§ Written task
Transcribe every one of the following lines verbatim, in the order given.

::: Material for this exercise

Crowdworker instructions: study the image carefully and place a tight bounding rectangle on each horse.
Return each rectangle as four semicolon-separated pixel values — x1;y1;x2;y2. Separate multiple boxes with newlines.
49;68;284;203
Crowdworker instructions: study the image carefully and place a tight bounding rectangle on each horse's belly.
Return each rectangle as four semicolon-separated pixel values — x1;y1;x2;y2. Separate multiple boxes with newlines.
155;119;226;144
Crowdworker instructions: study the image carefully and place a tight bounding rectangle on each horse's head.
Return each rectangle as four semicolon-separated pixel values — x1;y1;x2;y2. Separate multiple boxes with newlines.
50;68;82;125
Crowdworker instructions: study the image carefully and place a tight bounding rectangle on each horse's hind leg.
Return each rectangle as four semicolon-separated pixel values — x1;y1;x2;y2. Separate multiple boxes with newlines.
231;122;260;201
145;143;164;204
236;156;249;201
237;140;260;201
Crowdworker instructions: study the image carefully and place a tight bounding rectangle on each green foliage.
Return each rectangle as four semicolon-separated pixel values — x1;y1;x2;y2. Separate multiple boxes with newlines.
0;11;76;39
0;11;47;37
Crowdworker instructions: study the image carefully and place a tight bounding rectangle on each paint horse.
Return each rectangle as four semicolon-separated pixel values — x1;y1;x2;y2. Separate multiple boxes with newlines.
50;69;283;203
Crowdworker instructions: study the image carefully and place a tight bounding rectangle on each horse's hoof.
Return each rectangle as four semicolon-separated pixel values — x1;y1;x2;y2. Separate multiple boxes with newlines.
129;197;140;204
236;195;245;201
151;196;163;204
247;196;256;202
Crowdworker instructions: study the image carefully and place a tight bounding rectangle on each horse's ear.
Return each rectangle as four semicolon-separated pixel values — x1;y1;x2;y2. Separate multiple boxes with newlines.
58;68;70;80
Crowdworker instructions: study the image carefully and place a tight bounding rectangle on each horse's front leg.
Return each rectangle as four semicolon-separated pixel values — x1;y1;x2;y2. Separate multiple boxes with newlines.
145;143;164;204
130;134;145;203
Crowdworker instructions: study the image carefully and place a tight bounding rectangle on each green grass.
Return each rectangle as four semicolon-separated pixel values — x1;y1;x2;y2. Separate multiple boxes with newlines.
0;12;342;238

::::::

§ Written answer
Crowdworker instructions: study the image carefully and place a tight bounding rectangle on each horse.
Return each rectangle as four semicolon-separated pixel values — x1;y1;x2;y2. Separate multiple boxes with newlines.
49;68;284;203
Crowdworker instructions: study the image carefully and place a tight bounding rectangle on each horse's belly.
Return each rectangle as four semicolon-separated pixel values — x1;y1;x2;y2. Separate multiple boxes with newlines.
155;119;226;144
Crowdworker instructions: study the image carefully and place a tight bounding rectangle on each horse's head.
Return each rectangle as four semicolon-separated pixel values — x1;y1;x2;y2. Separate multiple boxes with newlines.
50;68;82;125
Crowdworker instructions: study the image carefully and place a tight bounding rectangle on each horse's hind leg.
Return each rectangle as four semicolon-separated pixel values — x1;y1;x2;y2. Separate multiple boxes with newlines.
231;122;260;201
145;143;164;204
236;156;249;201
237;140;260;201
Crowdworker instructions: study the image carefully and place a tight bounding rectangle on each green foliage.
Return each rectangle as four semicolon-separated pixel values — x1;y1;x2;y2. Separate multiple boxes with newlines.
0;11;76;39
0;11;47;37
Crowdworker instructions: study the image carefully and place a tight bounding rectangle on each paint horse.
Return each rectangle as four semicolon-separated pixel values — x1;y1;x2;y2. Separate multiple boxes with newlines.
50;69;283;203
Crowdworker instructions: study the image carefully and place a tight bounding rectangle on each horse's hoof.
Return each rectangle as four semicolon-separated pixel values — x1;y1;x2;y2. Separate multiple boxes with newlines.
129;197;140;204
236;195;245;201
151;196;163;204
247;196;256;202
Crowdworker instructions: study the image carefully and place a tight bounding rectangle on each horse's ear.
Return each rectangle as four semicolon-separated pixel values — x1;y1;x2;y2. Separate multiple boxes with newlines.
58;68;70;80
Crowdworker instructions: study the image carefully and place a tight bounding rectangle on each horse's front leg.
Return each rectangle as four semicolon-separated pixel values — x1;y1;x2;y2. Separate multiple boxes with newlines.
145;143;164;204
130;134;145;203
Crowdworker instructions: study the image carefully and place a tight bounding rectangle on each green grass.
Return each rectangle as four semicolon-separated pixel values — x1;y1;x2;y2. Separate multiple boxes with newlines.
0;12;342;238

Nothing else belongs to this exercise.